━━ Material for this task ━━

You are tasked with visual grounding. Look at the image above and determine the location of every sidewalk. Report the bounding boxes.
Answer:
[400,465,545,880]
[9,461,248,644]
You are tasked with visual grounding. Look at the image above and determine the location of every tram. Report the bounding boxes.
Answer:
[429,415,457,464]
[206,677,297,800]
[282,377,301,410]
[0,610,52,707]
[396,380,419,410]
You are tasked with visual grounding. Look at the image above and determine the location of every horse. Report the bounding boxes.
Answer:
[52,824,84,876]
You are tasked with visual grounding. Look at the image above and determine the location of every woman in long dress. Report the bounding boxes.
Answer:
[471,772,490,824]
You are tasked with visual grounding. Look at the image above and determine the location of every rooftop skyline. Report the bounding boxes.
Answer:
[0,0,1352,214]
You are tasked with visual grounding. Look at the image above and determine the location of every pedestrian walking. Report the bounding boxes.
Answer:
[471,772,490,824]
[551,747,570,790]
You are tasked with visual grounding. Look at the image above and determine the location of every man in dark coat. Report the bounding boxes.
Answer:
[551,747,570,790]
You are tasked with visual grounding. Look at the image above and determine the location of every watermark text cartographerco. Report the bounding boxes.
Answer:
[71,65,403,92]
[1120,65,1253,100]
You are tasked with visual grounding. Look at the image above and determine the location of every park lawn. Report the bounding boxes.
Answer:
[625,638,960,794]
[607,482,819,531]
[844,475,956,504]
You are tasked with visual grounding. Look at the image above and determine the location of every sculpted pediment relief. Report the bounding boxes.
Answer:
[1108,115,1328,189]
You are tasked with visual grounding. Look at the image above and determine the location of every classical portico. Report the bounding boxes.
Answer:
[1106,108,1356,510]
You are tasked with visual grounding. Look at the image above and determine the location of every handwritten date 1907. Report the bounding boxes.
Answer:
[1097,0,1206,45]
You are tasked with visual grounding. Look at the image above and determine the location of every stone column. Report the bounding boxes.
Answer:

━━━

§ **Work required**: Return every line of the records above that contains the word "dark".

§ **Answer to this task**:
You are tasked with visual grounding. Look at the image above and determine the location of every man in dark coat. Report the bounding boxes.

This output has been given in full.